- **Exercise data**:
-=-=-
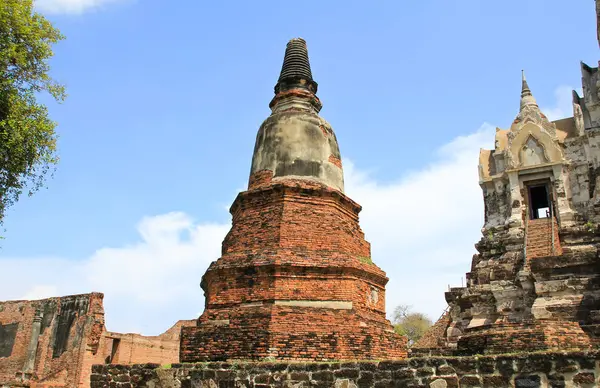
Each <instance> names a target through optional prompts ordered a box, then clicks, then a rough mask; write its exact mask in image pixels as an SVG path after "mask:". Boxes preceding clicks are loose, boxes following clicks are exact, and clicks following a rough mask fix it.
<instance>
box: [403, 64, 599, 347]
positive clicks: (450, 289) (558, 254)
mask: <svg viewBox="0 0 600 388" xmlns="http://www.w3.org/2000/svg"><path fill="white" fill-rule="evenodd" d="M581 73H582V85H583V96H579V95H578V94H577V93H576V92H575V91H573V117H570V118H566V119H562V120H556V121H550V120H548V118H547V117H546V116H545V115H544V113H543V112H542V111H541V110H540V108H539V106H538V104H537V102H536V99H535V98H534V96H533V93H532V91H531V89H530V87H529V85H528V83H527V80H526V79H525V76H524V75H523V79H522V88H521V101H520V104H519V110H518V113H517V115H516V118H515V119H514V121H513V122H512V124H511V126H510V128H508V129H500V128H498V129H496V138H495V145H494V148H493V149H492V150H485V149H482V150H481V151H480V157H479V184H480V186H481V189H482V191H483V199H484V205H485V224H484V226H483V229H482V234H483V236H482V238H481V240H480V241H479V242H478V243H477V244H476V249H477V251H478V253H477V254H476V255H474V257H473V260H472V264H471V271H470V272H469V273H467V284H466V287H457V288H452V289H450V290H449V291H448V292H447V293H446V301H447V302H448V304H449V311H448V312H447V313H446V314H445V315H444V316H443V317H442V318H441V319H440V322H438V324H436V325H435V326H434V329H432V331H431V333H429V334H428V335H426V336H425V337H424V338H423V340H422V341H419V342H418V343H416V344H415V346H414V347H413V352H414V353H415V354H427V353H430V354H431V353H433V354H436V353H438V354H439V353H442V354H444V353H445V354H448V353H454V354H460V355H472V354H487V353H503V352H512V351H515V350H522V351H526V350H550V349H560V350H567V349H590V348H593V347H596V346H597V345H598V343H599V341H598V335H600V330H599V328H600V261H599V257H598V247H599V246H600V236H599V233H598V232H599V230H598V224H599V222H600V174H598V173H599V172H600V77H599V75H600V73H599V72H598V68H593V67H590V66H588V65H586V64H584V63H582V64H581Z"/></svg>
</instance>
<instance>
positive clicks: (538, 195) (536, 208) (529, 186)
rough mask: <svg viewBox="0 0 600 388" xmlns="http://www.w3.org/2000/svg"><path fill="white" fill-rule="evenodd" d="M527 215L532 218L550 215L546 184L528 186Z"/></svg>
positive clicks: (549, 205) (541, 217)
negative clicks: (527, 202)
mask: <svg viewBox="0 0 600 388" xmlns="http://www.w3.org/2000/svg"><path fill="white" fill-rule="evenodd" d="M528 189H529V209H530V210H529V217H530V218H531V219H532V220H536V219H538V218H548V217H550V214H551V211H550V206H551V203H550V195H549V192H548V185H536V186H529V187H528Z"/></svg>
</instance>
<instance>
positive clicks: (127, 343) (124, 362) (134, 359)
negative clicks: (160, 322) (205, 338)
mask: <svg viewBox="0 0 600 388" xmlns="http://www.w3.org/2000/svg"><path fill="white" fill-rule="evenodd" d="M189 326H196V320H195V319H190V320H181V321H178V322H177V323H175V324H174V325H173V326H172V327H171V328H170V329H169V330H167V331H166V332H164V333H162V334H160V335H157V336H143V335H140V334H136V333H127V334H122V333H115V332H105V333H104V334H103V336H102V340H103V346H102V348H103V355H105V357H104V361H105V362H106V363H111V364H126V365H131V364H138V363H144V362H155V363H173V362H178V361H179V342H180V335H181V328H182V327H189Z"/></svg>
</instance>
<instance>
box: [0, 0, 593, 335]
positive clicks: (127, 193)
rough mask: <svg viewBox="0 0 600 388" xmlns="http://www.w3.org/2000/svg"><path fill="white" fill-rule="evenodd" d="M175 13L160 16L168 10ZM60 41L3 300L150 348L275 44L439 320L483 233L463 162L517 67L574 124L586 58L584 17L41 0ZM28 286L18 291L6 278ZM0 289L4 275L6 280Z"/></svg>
mask: <svg viewBox="0 0 600 388" xmlns="http://www.w3.org/2000/svg"><path fill="white" fill-rule="evenodd" d="M174 4H176V5H174ZM38 9H39V10H40V12H43V13H44V14H45V15H46V16H47V17H48V18H49V19H50V20H52V21H53V22H54V23H55V25H56V26H57V27H58V28H59V29H60V30H61V31H62V32H63V33H64V34H65V35H66V36H67V39H66V40H65V41H63V42H61V43H60V44H58V45H57V46H56V50H55V58H54V59H53V60H52V68H53V75H54V76H55V78H56V79H58V80H59V81H61V82H63V83H64V84H65V85H66V86H67V90H68V93H69V97H68V99H67V101H66V102H65V103H64V104H61V105H56V104H53V103H51V104H50V113H51V115H52V117H53V118H54V119H55V120H56V121H57V122H58V123H59V126H58V129H57V130H58V133H59V136H60V140H59V153H60V157H61V161H60V164H59V165H58V169H57V171H56V174H55V177H54V178H53V179H52V180H50V181H48V189H46V190H43V191H41V192H39V193H37V194H36V195H35V196H33V197H31V198H27V197H24V198H23V199H22V200H21V201H20V202H19V203H18V204H17V205H15V206H14V207H13V208H11V209H10V211H9V212H8V215H7V217H6V219H5V227H6V228H7V231H6V233H5V236H6V239H5V240H4V241H2V250H1V251H0V264H2V268H3V269H4V270H5V271H6V272H5V274H6V275H8V276H9V277H10V278H11V279H9V280H8V281H7V282H4V283H3V284H1V285H0V300H3V299H17V298H23V297H27V298H37V297H46V296H52V295H62V294H68V293H73V292H89V291H100V292H104V293H105V308H106V312H107V324H108V328H109V329H110V330H115V331H141V332H142V333H145V334H156V333H158V332H161V331H164V330H166V329H167V328H168V327H169V326H170V325H171V324H172V323H173V322H175V321H176V320H177V319H188V318H194V317H196V316H197V315H198V313H200V312H201V311H202V304H203V296H202V292H201V290H200V289H199V287H198V283H199V281H200V277H201V276H202V274H203V272H204V270H205V268H206V266H207V265H208V264H209V263H210V261H212V260H216V259H217V258H218V255H219V248H220V243H221V239H222V238H223V236H224V234H225V233H226V231H227V229H228V227H229V223H230V215H229V213H228V212H227V209H228V207H229V205H230V204H231V202H232V201H233V199H234V198H235V195H236V194H237V192H238V191H240V190H243V189H244V187H245V185H246V183H247V178H248V173H249V170H250V160H251V156H252V150H253V146H254V140H255V136H256V132H257V130H258V127H259V125H260V123H261V122H262V120H264V119H265V118H266V117H267V116H268V114H269V109H268V103H269V101H270V99H271V98H272V96H273V86H274V85H275V82H276V80H277V78H278V75H279V70H280V67H281V63H282V59H283V53H284V50H285V44H286V42H287V41H288V40H289V39H290V38H293V37H297V36H300V37H303V38H304V39H306V41H307V43H308V49H309V56H310V60H311V65H312V71H313V76H314V78H315V80H316V81H317V82H318V83H319V93H318V95H319V97H320V98H321V100H322V102H323V110H322V111H321V114H322V116H323V117H324V118H326V119H327V120H328V121H329V122H330V123H331V124H332V126H333V128H334V130H335V131H336V135H337V137H338V140H339V143H340V148H341V152H342V156H343V158H344V164H345V173H346V174H345V175H346V181H347V190H346V192H347V194H348V195H350V196H351V197H352V198H354V199H355V200H357V201H358V202H359V203H361V204H362V205H363V209H364V210H363V213H362V214H361V216H362V218H361V219H362V221H361V223H362V226H363V229H364V231H365V233H366V237H367V239H368V240H369V241H370V242H371V243H372V244H373V260H374V261H375V262H376V263H377V264H379V265H380V266H381V267H382V268H383V269H384V270H385V271H386V272H387V273H388V276H389V277H390V283H389V285H388V295H387V301H388V310H391V309H392V308H393V307H394V306H395V305H396V304H398V303H405V304H410V305H412V306H413V308H414V309H415V310H419V311H423V312H426V313H427V314H429V315H430V316H431V317H432V318H437V316H438V315H439V314H440V313H441V311H442V310H443V309H444V307H445V302H444V297H443V292H444V290H445V288H446V287H447V285H448V284H452V285H459V284H460V278H461V277H463V276H464V273H465V272H467V271H468V270H469V268H470V261H471V256H472V254H473V253H474V248H473V244H474V243H475V242H476V241H477V240H478V239H479V235H480V228H481V226H482V225H483V216H482V213H483V203H482V199H481V193H480V189H479V187H478V184H477V152H478V150H479V147H492V146H493V131H494V128H495V126H499V127H502V128H507V127H508V126H509V125H510V123H511V122H512V120H513V118H514V117H515V116H516V114H517V109H518V103H519V92H520V71H521V69H525V71H526V73H527V77H528V81H529V85H530V86H531V88H532V90H533V93H534V95H535V96H536V98H537V100H538V102H539V104H540V106H541V107H542V109H543V110H545V111H546V113H547V114H548V115H549V116H553V118H561V117H566V116H570V115H571V106H570V89H572V88H576V89H579V88H580V72H579V61H580V60H583V61H585V62H587V63H588V64H590V65H595V63H597V62H596V61H597V60H598V59H599V56H598V43H597V41H596V24H595V23H596V21H595V11H594V2H593V1H591V0H588V1H583V0H580V1H564V0H546V1H543V0H507V1H502V2H489V1H475V0H461V1H447V0H421V1H411V2H402V1H381V2H377V5H373V3H369V2H364V1H361V2H358V1H344V2H341V1H329V2H323V1H319V2H317V1H305V2H302V3H297V2H282V1H254V2H242V1H238V2H233V1H224V2H204V1H191V0H189V1H188V0H180V1H177V2H167V1H159V0H39V1H38ZM23 273H27V274H29V276H28V277H22V276H21V274H23ZM6 275H5V276H6Z"/></svg>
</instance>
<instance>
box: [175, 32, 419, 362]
mask: <svg viewBox="0 0 600 388" xmlns="http://www.w3.org/2000/svg"><path fill="white" fill-rule="evenodd" d="M316 91H317V84H316V82H314V81H313V80H312V75H311V73H310V65H309V63H308V55H307V51H306V43H305V42H304V41H303V40H301V39H294V40H292V41H290V43H288V47H287V50H286V55H285V58H284V63H283V67H282V72H281V76H280V78H279V81H278V83H277V85H276V87H275V93H276V94H275V97H274V98H273V101H271V104H270V107H271V109H272V114H271V115H270V116H269V117H268V118H267V119H266V120H265V122H264V123H263V124H262V125H261V127H260V129H259V132H258V135H257V138H256V146H255V149H254V156H253V159H252V169H251V173H250V178H249V183H248V190H247V191H244V192H242V193H240V194H239V195H238V196H237V198H236V199H235V201H234V203H233V205H232V206H231V210H230V212H231V214H232V217H233V223H232V227H231V230H230V231H229V233H228V234H227V236H226V237H225V240H224V241H223V246H222V256H221V258H219V259H218V260H217V261H216V262H213V263H212V264H211V265H210V266H209V268H208V270H207V271H206V273H205V274H204V276H203V278H202V282H201V286H202V288H203V290H204V291H205V298H206V303H205V311H204V313H203V314H202V315H201V316H200V318H199V319H198V324H197V326H196V327H185V328H183V329H182V334H181V348H180V360H181V361H182V362H197V361H210V360H248V359H250V360H261V359H265V358H275V359H279V360H344V359H373V358H383V357H386V358H405V357H406V355H407V350H406V338H405V337H401V336H399V335H397V334H396V333H395V332H394V330H393V327H392V325H391V323H390V322H389V321H388V320H387V319H386V318H385V285H386V283H387V281H388V279H387V277H386V276H385V273H384V272H383V271H382V270H381V269H379V268H378V267H377V266H376V265H375V264H374V263H373V262H372V261H371V252H370V250H371V249H370V244H369V243H368V242H367V241H365V239H364V234H363V232H362V230H361V229H360V226H359V223H358V214H359V212H360V210H361V207H360V205H358V204H357V203H355V202H354V201H352V200H351V199H350V198H348V197H347V196H346V195H345V194H344V192H343V171H342V165H341V157H340V153H339V149H338V144H337V140H336V137H335V134H334V132H333V129H332V128H331V126H330V125H329V124H328V123H327V122H326V121H325V120H323V119H322V118H321V117H320V116H319V115H318V112H319V110H320V109H321V102H320V101H319V99H318V98H317V97H316V95H315V93H316Z"/></svg>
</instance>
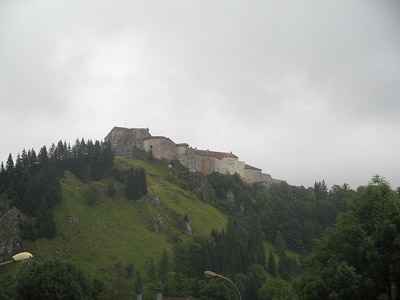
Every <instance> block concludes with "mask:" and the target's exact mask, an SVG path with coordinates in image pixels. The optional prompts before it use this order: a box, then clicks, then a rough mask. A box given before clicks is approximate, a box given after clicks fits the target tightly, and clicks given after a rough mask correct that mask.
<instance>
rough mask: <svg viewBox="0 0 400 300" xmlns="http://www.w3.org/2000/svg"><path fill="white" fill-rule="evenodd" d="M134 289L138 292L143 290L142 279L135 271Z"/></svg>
mask: <svg viewBox="0 0 400 300" xmlns="http://www.w3.org/2000/svg"><path fill="white" fill-rule="evenodd" d="M134 288H135V291H139V290H142V289H143V284H142V278H141V277H140V272H139V271H136V276H135V284H134Z"/></svg>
-=-=-
- **What you are asked to do**: Copy whichever lines in the listing above contain the word "image".

- **Response area**:
Each <instance> names a target through optional prompts ordered a box, then clicks, then a rough mask; write its exact mask in image pixels as an SVG path after "mask:". Boxes preceding clicks are loose, boxes following clicks are exact, and clicks following a rough mask fix it.
Every <instance> block concludes with "mask:" and the target's exact mask, an SVG path with coordinates in image pixels. The optional prompts before it use this order: a box, then clicks, then a rough mask. A box given before clicks is approximate, a box given after clicks fits the target tightly, and clicks given after a rough mask correct that mask.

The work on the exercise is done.